Nor are civil unions, carefully designed and delineated by each state, useful just for couples in a sexual relationsh­ip. Any folks who want to be treated as a single unit—when it comes to visitation rights at hospitals, say, or inheritanc­e or community property—would find the corporate model useful. Great and revolution­ary idea, the joint stock company now known as a corporatio­n. No matter how often badmouthed, corporatio­ns can also represent the best interests of people united by a common interest, whether making a profit or voicing a political opinion or who just want to live under the same roof and be responsibl­e for each other. Call ’em civil unions, corporatio­ns, partnershi­ps . . . they were a great innovation in law.

It hasn’t been easy, or very interestin­g, to follow our president’s twisting course on what has become popularly known, unfortunat­ely, as gay marriage. Some of us mourn the loss of the word gay in its original, lightheart­ed sense, and still haven’t been able to come up with an adequate successor. The result is a gap in the language that is not gay at all but sad. And an all too accurate reflection of the sobersided times.

All we know is that Mr. Obama was first fir Gay Marriage, then he was agin it, and now he’s fir it again but only personally. It seems that, whenever he comes to a fork in the road on this issue, he takes it. (Berra, Y.)

Yet he’s been faithful in his way. Our president’s one permanent church home, the one he sticks with whatever the changing times, seems to be the church of holy expedience, whatever sacrifice is required. Like abandoning an old pastor who suddenly became controvers­ial and therefore a political liability.

It’s not true that Mr. Obama changes his religious conviction­s to fit his political needs; his first commandmen­t and last, his alpha and omega if you were to judge only by his public statements, would be: Thou Shalt Be Elected. But as a Jewish radical out of a little village in Galilee put it, judge not that you be not judged. Judging can also get to be an awful bore. Which may be why popular interest in Barack Obama’s latest position on this question, as on so many others, wanes.

AND YET the president’s always wavering course on this issue, and not just on this issue, might have something interestin­g to say about the unfixed course the whole of American society has taken in what Walker Percy once called this post-christian era. So fickle a course was to be expected in the absence of the sacred in a society. Belief, like nature, abhors a vacuum. For man is the animal that worships; it’s the nature of the species. And as the old faith dwindled, it was bound to be succeeded not by emptiness but by a prolixity of new faiths—faith in politics, in ideology, in science or art or revolution, pick your own favorite, inadequate substitute.

■ Recorded information ■
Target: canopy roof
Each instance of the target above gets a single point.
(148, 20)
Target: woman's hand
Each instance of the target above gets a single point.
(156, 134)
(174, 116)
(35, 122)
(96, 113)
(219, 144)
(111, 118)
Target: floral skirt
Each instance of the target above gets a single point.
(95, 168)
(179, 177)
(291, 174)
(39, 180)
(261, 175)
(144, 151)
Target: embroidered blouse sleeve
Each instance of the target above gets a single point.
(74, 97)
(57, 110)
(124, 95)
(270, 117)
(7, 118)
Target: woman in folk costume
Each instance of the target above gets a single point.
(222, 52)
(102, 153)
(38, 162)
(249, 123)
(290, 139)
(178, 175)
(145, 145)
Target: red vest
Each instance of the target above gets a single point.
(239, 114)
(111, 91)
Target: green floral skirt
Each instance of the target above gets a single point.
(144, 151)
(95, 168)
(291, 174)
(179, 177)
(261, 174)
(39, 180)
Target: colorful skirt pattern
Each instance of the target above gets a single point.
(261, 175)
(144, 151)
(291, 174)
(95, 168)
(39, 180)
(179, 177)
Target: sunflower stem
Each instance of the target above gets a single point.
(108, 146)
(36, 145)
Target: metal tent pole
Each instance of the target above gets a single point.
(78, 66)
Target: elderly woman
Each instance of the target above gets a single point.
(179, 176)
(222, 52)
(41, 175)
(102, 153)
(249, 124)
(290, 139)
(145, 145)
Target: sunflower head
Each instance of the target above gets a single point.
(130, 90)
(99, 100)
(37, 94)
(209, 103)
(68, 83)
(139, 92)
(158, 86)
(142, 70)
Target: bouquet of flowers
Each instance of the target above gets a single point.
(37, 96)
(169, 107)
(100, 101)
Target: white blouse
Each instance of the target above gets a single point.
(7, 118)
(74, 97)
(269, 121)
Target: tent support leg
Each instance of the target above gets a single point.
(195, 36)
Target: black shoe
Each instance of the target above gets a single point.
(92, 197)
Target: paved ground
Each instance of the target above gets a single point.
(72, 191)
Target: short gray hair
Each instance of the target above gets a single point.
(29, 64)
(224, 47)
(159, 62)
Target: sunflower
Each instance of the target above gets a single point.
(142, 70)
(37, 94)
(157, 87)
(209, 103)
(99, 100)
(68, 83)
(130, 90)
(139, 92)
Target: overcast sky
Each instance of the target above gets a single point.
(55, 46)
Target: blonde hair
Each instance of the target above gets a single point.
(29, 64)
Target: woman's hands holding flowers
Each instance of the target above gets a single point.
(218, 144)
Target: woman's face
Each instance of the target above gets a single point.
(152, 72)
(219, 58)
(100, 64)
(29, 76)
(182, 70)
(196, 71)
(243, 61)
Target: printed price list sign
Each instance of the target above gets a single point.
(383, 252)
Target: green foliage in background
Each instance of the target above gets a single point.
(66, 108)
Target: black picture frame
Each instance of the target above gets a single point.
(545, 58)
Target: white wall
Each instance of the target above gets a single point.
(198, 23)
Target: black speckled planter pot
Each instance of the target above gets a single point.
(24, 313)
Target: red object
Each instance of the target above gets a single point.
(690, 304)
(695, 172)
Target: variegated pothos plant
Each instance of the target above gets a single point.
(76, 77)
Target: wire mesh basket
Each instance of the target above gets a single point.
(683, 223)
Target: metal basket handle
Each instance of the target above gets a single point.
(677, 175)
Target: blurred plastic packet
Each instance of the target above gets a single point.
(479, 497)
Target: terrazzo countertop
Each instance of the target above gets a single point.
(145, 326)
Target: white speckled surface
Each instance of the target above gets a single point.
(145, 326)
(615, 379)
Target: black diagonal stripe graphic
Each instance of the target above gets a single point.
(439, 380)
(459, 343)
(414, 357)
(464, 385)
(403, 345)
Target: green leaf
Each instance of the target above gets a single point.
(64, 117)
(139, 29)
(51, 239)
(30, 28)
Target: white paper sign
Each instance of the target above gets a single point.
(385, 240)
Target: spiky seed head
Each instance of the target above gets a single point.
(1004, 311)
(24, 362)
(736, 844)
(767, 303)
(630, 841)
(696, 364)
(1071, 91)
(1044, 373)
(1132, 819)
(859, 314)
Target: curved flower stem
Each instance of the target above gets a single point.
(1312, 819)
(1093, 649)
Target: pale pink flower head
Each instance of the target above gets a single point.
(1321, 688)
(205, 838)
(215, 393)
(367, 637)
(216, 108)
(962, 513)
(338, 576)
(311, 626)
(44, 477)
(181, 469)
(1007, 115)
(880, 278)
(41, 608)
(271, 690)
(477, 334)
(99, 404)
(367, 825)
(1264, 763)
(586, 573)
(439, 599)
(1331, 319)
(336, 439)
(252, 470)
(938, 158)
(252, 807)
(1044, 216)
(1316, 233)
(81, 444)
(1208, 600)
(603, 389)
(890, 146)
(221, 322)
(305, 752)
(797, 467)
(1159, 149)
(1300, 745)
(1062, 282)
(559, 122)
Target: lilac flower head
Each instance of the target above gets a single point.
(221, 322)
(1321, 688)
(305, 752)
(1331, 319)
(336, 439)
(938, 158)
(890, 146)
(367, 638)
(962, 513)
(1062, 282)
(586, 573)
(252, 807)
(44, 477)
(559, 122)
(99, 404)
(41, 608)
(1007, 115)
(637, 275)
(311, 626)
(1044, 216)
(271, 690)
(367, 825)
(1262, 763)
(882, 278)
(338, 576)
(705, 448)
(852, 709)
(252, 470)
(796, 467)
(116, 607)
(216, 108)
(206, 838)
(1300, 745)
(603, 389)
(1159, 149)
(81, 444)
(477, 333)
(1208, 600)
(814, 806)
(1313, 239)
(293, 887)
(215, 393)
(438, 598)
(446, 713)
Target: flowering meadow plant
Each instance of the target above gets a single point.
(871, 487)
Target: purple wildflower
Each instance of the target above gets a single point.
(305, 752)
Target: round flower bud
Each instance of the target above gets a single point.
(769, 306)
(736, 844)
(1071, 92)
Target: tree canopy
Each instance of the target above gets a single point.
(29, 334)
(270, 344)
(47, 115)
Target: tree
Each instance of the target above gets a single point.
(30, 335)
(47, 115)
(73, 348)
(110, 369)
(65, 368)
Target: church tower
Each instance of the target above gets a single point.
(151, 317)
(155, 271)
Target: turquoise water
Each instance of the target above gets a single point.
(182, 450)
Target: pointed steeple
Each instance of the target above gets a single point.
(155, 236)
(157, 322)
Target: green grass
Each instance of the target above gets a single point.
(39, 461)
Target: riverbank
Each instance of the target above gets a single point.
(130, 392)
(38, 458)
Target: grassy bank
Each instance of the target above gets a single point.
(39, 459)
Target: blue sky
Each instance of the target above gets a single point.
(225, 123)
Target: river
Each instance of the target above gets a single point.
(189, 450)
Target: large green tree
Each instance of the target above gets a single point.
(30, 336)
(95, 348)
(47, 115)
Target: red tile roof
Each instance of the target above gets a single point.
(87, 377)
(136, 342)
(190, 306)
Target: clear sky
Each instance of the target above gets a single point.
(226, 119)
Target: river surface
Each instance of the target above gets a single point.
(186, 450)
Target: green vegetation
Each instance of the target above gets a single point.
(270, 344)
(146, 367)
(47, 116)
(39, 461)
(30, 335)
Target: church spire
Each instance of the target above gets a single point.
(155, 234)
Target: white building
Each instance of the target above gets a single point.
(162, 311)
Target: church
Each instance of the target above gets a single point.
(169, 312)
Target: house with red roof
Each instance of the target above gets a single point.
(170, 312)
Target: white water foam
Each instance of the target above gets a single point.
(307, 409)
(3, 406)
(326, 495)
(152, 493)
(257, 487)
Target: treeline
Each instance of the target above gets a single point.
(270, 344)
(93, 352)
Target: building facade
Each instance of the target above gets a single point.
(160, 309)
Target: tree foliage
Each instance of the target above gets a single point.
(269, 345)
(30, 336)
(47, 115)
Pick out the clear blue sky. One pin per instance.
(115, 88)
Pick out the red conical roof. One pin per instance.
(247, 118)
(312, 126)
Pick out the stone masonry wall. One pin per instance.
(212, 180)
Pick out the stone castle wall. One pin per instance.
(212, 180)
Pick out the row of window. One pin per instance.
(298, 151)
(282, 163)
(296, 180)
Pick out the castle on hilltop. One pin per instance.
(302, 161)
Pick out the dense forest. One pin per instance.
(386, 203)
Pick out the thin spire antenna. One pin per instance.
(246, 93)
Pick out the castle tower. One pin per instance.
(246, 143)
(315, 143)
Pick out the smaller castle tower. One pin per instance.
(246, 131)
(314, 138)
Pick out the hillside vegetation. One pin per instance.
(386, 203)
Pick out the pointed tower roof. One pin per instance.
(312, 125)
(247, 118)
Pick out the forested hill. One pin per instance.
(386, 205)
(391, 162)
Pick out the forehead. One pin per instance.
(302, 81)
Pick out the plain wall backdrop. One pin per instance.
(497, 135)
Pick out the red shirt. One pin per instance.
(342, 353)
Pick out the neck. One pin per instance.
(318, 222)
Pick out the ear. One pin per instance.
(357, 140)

■ About this task ■
Please answer from the opinion piece at the top: what did Walker Percy once call the present era?

■ Expected output ■
The post-christian era.